Required actions:
**A.** Extract from the dance-class passage the text from "Before starting the" up to and including "us all together.", copying it word for word.
**B.** Summarize the dance-class passage in two sentences.
**C.** Proceed with the dance-class passage from where it stops.

Extract provided START

Before starting the music, the instructor invited each dancer to con sult her inner "yoni," or source of female power. The divine feminine had already been a prominent character in the arc of the class, and the instructor kept implying that this energy was bringing us all together.
With enthusiastic earnestness, and at least some disregard for the way in which she was borrowing spiritual practices from other cultures, she sold the whole thing as honest female empowerment, tinged with a sense of the mystical. The women ate it up. They felt powerful. I only felt my body contract—it was like every one of my muscles wanted to curl up and shrink out of sight. I was grateful that, as a newcomer, I hadn't been asked to dance, as the discomfort that was growing within me would have made doing so absolutely impossible. The instructor dimmed the lights.
When it was my mom's turn, "Innuendo" rang out and, bolstered by Freddie's voice, she worked herself into a frenzy. She soared with the song, moving with its beats as if they had been made just to serve her body. "Re lease your mask," Freddie implored, but she had never even brought one. I huddled in the corner next to a woman sporting several different layers of fishnets, my face growing wet.
I was crying because I was moved by my mother's effervescence and might. And I was crying because of the sense of difference between us; another gendered rift. The grief that this invited felt so tangible that I had to push it out of my body, transmuted into water and salt. There was no divine feminine in me, no female energy, no inner goddess. Wherever it was inside of me that my yoni should have been, all I could find there was Freddie in the track pants, strutting across the Wembley stage.

Extract provided END
Provided information START

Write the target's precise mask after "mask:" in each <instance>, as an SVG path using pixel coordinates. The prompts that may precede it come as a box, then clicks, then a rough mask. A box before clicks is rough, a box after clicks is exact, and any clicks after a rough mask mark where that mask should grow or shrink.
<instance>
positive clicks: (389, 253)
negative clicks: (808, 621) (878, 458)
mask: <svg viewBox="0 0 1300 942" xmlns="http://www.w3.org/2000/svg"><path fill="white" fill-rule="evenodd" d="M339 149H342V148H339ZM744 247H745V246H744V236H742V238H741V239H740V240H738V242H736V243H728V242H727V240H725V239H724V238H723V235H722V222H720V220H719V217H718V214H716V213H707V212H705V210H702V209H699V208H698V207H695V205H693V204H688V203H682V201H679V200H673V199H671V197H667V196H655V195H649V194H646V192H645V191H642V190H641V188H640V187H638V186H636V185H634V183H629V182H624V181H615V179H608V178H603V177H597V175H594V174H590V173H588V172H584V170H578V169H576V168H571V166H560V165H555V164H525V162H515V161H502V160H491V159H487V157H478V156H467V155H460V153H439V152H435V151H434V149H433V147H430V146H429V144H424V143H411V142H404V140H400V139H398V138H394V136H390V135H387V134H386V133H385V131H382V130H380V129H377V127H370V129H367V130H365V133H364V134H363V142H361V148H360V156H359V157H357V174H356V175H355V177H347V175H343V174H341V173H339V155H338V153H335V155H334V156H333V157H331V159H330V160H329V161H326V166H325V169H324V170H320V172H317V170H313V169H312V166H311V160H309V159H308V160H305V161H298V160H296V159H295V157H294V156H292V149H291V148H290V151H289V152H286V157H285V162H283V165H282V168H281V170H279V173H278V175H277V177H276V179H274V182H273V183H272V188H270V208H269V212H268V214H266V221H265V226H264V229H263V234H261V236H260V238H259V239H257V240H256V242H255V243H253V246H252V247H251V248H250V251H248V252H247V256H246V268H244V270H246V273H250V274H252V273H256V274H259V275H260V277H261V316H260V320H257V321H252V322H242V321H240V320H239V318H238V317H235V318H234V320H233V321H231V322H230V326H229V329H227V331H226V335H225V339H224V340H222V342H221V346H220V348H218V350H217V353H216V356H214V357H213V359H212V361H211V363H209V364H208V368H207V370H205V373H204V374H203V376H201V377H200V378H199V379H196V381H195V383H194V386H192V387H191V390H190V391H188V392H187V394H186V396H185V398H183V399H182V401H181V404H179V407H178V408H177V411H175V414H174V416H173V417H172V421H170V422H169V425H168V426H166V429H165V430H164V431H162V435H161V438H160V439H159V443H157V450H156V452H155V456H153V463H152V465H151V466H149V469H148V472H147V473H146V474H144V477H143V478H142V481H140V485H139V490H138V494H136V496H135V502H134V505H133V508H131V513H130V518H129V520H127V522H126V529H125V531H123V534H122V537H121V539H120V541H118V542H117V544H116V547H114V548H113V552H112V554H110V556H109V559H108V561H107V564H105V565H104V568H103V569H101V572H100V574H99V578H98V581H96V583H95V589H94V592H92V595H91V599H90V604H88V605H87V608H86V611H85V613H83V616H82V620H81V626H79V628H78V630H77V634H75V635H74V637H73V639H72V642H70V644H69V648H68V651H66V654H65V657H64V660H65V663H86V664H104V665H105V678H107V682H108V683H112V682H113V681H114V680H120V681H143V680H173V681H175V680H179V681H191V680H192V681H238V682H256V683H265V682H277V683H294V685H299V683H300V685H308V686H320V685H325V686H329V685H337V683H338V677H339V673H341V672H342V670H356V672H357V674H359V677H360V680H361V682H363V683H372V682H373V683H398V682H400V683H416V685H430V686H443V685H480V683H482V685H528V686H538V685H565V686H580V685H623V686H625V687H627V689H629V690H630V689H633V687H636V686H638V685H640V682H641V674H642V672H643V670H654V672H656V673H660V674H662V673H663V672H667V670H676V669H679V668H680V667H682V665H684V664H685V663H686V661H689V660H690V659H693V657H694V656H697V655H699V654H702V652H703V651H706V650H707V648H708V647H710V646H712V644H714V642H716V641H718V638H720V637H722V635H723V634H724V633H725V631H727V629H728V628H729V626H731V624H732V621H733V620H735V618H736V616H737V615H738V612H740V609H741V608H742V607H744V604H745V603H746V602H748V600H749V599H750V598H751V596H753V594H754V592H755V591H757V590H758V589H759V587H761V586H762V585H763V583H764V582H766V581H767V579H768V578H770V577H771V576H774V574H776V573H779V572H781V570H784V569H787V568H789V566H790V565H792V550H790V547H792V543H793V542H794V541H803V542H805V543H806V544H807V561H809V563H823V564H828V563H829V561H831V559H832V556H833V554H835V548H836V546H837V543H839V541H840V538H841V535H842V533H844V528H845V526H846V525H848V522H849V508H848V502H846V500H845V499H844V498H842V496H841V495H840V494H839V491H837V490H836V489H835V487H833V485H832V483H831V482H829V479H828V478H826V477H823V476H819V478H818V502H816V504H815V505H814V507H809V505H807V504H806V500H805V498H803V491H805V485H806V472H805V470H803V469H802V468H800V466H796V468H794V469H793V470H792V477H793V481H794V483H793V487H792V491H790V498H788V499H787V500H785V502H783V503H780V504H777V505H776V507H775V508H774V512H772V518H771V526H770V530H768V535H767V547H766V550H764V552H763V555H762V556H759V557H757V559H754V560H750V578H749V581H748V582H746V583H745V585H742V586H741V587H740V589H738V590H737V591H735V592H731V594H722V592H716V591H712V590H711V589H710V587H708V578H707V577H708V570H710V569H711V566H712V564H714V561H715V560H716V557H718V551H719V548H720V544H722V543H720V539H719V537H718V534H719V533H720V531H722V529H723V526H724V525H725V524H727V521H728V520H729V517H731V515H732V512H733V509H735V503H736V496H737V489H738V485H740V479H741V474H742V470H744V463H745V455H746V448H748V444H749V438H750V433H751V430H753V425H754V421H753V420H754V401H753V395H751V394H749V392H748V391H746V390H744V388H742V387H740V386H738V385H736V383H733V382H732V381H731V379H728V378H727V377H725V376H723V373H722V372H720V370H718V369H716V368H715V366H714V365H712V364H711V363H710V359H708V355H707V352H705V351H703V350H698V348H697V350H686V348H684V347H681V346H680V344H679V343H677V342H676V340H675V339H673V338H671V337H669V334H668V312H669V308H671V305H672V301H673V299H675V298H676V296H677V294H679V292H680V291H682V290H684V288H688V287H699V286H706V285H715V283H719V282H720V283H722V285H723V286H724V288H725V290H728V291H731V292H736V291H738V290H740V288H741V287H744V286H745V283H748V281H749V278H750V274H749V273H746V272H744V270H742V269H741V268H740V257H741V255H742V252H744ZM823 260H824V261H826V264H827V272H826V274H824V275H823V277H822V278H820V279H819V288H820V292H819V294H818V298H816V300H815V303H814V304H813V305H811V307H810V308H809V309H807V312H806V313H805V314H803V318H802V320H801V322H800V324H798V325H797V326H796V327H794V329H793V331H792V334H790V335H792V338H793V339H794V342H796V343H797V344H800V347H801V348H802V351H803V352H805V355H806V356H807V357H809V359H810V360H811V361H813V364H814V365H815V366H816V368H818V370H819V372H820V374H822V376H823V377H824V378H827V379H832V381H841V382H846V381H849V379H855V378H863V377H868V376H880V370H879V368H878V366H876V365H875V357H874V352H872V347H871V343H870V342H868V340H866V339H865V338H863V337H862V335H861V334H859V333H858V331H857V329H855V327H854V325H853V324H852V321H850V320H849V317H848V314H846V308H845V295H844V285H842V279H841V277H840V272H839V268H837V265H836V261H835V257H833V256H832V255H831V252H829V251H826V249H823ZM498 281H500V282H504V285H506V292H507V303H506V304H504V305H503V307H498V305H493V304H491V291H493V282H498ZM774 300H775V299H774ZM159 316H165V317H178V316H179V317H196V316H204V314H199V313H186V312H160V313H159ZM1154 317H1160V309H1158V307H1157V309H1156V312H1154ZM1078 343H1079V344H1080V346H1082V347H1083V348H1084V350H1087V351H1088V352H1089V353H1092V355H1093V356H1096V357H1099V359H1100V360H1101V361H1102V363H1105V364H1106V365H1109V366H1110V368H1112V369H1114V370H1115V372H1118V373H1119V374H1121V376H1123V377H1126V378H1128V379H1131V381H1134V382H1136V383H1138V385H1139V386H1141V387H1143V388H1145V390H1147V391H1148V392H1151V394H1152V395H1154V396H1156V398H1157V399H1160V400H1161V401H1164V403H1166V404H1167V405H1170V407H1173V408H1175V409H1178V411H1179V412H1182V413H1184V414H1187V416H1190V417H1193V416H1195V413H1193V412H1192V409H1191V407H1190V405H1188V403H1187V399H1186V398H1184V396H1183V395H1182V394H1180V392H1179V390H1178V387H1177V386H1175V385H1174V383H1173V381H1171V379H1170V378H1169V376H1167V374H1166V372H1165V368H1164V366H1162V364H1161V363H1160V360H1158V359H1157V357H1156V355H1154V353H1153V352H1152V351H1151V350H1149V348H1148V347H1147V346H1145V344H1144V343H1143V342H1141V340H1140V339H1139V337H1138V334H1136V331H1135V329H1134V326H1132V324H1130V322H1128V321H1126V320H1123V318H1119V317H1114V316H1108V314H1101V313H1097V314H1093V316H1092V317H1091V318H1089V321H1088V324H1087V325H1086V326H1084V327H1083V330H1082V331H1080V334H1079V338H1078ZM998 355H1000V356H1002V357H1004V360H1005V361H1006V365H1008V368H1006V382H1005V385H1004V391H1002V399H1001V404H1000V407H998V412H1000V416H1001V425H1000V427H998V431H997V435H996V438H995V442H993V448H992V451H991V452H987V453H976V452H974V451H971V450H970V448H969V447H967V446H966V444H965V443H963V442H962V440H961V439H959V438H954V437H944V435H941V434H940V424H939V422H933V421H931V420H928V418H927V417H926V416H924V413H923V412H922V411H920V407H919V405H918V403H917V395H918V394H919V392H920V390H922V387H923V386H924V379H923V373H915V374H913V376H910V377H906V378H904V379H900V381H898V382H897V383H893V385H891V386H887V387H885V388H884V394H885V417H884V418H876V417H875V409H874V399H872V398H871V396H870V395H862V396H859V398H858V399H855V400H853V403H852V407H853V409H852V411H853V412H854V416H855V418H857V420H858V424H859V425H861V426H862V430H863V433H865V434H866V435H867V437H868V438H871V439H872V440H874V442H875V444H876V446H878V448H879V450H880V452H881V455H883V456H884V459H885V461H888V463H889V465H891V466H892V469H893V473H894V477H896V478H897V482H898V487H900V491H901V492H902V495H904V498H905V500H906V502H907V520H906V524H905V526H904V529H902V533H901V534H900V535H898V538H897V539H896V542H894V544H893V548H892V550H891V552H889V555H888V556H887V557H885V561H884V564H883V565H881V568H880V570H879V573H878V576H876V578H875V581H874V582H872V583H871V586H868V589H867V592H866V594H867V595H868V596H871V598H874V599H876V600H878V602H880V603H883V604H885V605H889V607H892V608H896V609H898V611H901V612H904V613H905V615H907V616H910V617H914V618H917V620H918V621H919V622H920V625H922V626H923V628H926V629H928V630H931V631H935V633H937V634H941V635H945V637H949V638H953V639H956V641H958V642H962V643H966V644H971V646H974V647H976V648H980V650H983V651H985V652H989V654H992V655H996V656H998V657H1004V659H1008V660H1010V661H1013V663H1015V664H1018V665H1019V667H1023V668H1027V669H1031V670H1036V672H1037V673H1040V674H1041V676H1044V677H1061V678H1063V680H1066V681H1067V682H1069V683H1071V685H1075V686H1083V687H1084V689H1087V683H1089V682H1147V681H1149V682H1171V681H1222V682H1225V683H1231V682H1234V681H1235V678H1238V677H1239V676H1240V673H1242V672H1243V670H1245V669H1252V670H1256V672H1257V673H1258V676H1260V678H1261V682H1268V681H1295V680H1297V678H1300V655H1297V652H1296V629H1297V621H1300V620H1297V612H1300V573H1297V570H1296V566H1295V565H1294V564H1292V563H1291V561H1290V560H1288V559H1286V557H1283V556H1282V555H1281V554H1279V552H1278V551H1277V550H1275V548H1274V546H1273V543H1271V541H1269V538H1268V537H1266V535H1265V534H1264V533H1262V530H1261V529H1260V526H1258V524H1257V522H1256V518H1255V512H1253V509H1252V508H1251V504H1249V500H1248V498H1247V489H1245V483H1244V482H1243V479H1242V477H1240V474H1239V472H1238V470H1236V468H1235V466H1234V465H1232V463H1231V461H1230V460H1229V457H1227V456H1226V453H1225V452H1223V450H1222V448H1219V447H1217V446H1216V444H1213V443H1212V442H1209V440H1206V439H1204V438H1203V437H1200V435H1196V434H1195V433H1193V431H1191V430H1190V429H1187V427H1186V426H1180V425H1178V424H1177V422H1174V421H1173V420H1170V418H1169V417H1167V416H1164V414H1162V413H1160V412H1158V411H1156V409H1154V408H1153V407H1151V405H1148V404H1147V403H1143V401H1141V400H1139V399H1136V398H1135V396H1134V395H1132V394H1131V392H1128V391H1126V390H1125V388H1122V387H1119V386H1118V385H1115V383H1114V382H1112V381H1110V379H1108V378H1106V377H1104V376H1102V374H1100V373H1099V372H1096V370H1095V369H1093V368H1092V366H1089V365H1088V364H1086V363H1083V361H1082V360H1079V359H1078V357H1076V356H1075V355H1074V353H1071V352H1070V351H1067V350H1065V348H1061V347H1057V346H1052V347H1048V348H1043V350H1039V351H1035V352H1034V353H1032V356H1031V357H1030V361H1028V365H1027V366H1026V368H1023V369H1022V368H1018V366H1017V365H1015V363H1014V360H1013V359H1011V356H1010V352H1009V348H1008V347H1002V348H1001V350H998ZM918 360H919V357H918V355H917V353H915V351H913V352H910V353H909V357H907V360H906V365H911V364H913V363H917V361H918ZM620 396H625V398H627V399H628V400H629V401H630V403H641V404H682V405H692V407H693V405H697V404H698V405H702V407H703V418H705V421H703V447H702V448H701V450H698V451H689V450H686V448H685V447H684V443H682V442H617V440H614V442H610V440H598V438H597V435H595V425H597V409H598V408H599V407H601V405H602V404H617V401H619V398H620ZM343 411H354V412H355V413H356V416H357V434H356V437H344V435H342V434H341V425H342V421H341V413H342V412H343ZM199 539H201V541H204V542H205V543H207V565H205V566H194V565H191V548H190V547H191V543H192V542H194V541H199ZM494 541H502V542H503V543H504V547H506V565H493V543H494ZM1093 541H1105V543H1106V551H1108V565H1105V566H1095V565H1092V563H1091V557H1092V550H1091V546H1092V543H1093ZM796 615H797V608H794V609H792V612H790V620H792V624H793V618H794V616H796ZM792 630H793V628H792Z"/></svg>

Provided information END

Answers to the exercise:
**A.**
Before starting the music, the instructor invited each dancer to con sult her inner "yoni," or source of female power. The divine feminine had already been a prominent character in the arc of the class, and the instructor kept implying that this energy was bringing us all together.

**B.** A dance instructor presented the class as female empowerment built around the divine feminine, and the other women embraced it while the narrator felt intense discomfort. When the narrator's mother danced to "Innuendo" with great energy, the narrator cried, moved by her might and grieving their difference, and found no inner goddess but only Freddie strutting across the Wembley stage.

**C.**
Later, while we were driving home, my mom told me that she had never felt energy or a sense of power inside of herself when she was younger, but that feeling it now had changed her completely. Her personal arrow of time had taken her from a state of obscured female energy to a state where that energy was everywhere for her, where she was basking in it. I can attest to it: now she cannot enter a room without ushering in awe and glamour as well, and there is power in her colorful dresses and big hair. And she is filled with expressive passion—the protocols for pretending you don't care are simply not coded into her body. At the edge of sixty, she looks remarkably young, like we could be siblings. Yet, I am certain that I am not made of the same stuff as her.
In the car after class, presuming that she knew how I felt, she told me how she'd been self-conscious of her body in the past and how that may have held her back. Having not yet found the confidence to tell her that I felt nonbinary, I understood why she was saying this. I understood that she wanted me to realize that I could find a way to free myself and find my own flavor of deeply embodied female empowerment. Maybe I would have made myself believe that too, had I not seen her dance.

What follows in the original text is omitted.